◆ Textauszug ◆
Dass das vereinte Europa noch immer keine europäische Öffentlichkeit kennt, noch immer eher Idee als gelebte Wirklichkeit ist, macht nicht erst die Griechenlandkrise deutlich. Es lässt sich auch an der Rolle derjenigen studieren, für deren Arbeit Grenzen schon lange nicht mehr existieren: Wissenschaftler.

Dass das vereinte Europa noch immer keine europäische Öffentlichkeit kennt, noch immer eher Idee als gelebte Wirklichkeit ist, macht nicht erst die Griechenlandkrise deutlich. Es lässt sich auch an der Rolle derjenigen studieren, für deren Arbeit Grenzen schon lange nicht mehr existieren: Wissenschaftler. Ausländer gibt es, auch in Berlin, überall im Wissenschaftsbetrieb. Doch wenn ihre Expertise gefragt ist, in nationalen Medien und Enquete-Kommissionen, sind sie eher selten gefragt.

Eine von denen, die man immer fragen sollte, wenn man mehr als einen Tunnelblick auf die moderne Welt braucht, kam vor sechs Jahren aus Italien nach Berlin, ans Wissenschaftszentrum für Sozialforschung, und in ein paar Tagen, Ende Juni, zieht sie zurück nach Turin: Chiara Saraceno, eine der wichtigen Familiensoziologinnen Europas, Armuts- und Sozialstaatsexpertin. In Berlin widmete die inzwischen 70 Jahre alte Forscherin, die mehrere römische Regierungen beraten hat, sich vor allem dem Vergleich der Sozialsysteme: Welche Form von Welfare funktioniert wo – und warum anderswo nicht?

◆ Schriftliche Aufgabe 1 ◆
Beantworten Sie bitte diese Fragen zum Text über Chiara Saraceno:
(a) Welche Krise nennt der Text als Beispiel dafür, dass es noch keine europäische Öffentlichkeit gibt?
(b) An welches Institut in Berlin kam Chiara Saraceno vor sechs Jahren?
(c) Wie alt ist die Forscherin inzwischen?
◆ Schriftliche Aufgabe 2 ◆
Setzen Sie bitte den Text über Chiara Saraceno im Anschluss an seinen letzten Satz fort.

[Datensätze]
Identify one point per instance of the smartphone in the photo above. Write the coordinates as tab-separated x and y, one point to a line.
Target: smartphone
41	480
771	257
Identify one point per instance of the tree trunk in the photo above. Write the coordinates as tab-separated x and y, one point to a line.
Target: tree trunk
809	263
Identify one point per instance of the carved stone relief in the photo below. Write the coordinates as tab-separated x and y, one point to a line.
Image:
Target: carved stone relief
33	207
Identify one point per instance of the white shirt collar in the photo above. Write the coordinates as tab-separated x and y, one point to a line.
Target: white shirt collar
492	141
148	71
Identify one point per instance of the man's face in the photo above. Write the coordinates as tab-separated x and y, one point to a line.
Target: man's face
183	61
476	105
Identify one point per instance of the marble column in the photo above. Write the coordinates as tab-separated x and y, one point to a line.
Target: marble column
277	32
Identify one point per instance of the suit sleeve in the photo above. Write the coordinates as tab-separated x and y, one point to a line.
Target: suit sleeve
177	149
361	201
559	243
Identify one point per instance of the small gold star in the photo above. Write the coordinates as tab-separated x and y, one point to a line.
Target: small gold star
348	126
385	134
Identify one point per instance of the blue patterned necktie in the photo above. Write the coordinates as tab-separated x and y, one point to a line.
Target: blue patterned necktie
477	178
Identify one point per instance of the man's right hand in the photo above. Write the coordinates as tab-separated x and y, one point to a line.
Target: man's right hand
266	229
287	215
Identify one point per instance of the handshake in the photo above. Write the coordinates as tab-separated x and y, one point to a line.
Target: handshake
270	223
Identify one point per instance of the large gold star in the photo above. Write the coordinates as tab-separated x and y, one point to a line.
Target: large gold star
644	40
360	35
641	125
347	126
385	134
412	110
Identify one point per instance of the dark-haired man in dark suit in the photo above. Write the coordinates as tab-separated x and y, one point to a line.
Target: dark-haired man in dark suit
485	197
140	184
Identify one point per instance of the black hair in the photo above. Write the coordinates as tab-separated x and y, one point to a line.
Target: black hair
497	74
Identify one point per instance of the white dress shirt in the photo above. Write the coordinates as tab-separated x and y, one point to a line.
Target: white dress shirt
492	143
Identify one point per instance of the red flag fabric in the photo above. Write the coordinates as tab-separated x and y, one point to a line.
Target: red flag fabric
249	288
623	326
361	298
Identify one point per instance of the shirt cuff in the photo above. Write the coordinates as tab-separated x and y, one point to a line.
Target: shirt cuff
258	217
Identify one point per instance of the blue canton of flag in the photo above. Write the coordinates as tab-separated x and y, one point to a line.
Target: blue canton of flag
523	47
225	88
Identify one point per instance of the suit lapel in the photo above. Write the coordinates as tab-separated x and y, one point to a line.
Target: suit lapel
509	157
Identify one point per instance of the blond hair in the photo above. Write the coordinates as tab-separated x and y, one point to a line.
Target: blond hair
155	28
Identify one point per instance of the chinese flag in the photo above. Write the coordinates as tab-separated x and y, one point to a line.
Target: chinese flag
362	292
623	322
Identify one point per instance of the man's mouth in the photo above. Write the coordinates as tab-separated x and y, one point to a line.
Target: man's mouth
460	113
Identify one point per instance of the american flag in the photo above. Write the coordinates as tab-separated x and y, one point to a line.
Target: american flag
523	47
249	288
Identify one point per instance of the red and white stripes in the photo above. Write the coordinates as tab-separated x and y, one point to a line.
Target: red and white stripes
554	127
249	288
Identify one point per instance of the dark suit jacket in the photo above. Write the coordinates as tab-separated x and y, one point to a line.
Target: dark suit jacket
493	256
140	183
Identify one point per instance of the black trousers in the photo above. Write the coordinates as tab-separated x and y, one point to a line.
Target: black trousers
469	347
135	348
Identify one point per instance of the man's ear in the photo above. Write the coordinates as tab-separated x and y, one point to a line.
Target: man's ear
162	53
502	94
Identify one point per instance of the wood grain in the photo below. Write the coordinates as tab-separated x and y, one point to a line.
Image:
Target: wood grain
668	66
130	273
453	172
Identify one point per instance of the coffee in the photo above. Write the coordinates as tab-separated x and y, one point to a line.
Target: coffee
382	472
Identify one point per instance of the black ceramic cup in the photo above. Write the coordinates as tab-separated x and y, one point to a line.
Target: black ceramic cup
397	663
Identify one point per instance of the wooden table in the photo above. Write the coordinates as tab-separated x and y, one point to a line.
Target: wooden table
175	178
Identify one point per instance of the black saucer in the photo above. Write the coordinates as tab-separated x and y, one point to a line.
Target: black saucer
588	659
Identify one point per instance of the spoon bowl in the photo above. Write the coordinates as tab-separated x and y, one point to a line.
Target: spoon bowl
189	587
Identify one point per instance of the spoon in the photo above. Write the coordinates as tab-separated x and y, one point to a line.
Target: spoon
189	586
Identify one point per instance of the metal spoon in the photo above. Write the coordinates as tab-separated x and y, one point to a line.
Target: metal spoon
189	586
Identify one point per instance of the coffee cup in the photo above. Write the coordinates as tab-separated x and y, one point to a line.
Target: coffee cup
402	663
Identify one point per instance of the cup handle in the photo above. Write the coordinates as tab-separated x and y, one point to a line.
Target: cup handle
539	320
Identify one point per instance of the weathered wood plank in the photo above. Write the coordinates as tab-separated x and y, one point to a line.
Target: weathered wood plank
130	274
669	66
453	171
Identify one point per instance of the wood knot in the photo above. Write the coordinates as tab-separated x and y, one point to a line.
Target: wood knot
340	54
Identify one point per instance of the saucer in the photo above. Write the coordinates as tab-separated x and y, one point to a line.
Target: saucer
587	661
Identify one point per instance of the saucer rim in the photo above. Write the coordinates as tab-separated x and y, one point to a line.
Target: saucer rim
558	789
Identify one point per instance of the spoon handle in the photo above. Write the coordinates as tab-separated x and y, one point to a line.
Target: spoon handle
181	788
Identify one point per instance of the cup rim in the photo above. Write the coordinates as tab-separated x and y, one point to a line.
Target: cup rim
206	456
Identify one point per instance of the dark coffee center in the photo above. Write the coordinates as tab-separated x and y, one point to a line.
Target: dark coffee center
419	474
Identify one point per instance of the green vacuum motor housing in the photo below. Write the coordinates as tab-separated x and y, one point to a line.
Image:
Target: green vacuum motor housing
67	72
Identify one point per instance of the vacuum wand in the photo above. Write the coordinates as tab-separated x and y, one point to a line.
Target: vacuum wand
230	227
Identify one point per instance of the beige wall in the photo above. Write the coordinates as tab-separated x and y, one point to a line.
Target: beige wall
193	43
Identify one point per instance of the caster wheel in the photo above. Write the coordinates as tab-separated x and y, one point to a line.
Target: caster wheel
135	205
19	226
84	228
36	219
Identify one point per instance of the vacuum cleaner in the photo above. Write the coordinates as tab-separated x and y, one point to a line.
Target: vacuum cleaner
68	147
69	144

◆ Ergebnis 1 ◆
(a) Die Griechenlandkrise.
(b) An das Wissenschaftszentrum für Sozialforschung.
(c) 70 Jahre.

◆ Ergebnis 2 ◆
Die Herkunft hat ihre Sicht dabei geprägt und geschärft: Die gebürtige Mailänderin aus einem nach wie vor tief katholisch imprägnierten Mittelmeerland sah früher als Nordeuropa über die Kleinfamilie hinaus: Während hier noch die (Un-)Vereinbarkeit von Kindern und Beruf studiert wurde, nahm sie schon die Lage berufstätiger Kinder und pflegebedürftiger Eltern ins Visier. Und vom Norden aus wirft sie einen klaren Blick aufs eigene Land: Dessen Sozialstaat setze praktisch bis heute auf die Familie – was jetzt, in einer alternden Gesellschaft, dramatisch werde, und schon lange die Ungleichheit der Geschlechter zementiere.

In Frauenfragen nimmt Saraceno ohnehin kein Blatt vor den Mund. Über den Machismo der italienischen Politik, die Marginalisierung der Frauen, den Berlusconismus und seine Beziehung zum Katholizismus – darüber kann sie hochinformiert, scharf und witzig schreiben und sprechen. Und tut es regelmäßig in Italiens großen Blättern und Sendern.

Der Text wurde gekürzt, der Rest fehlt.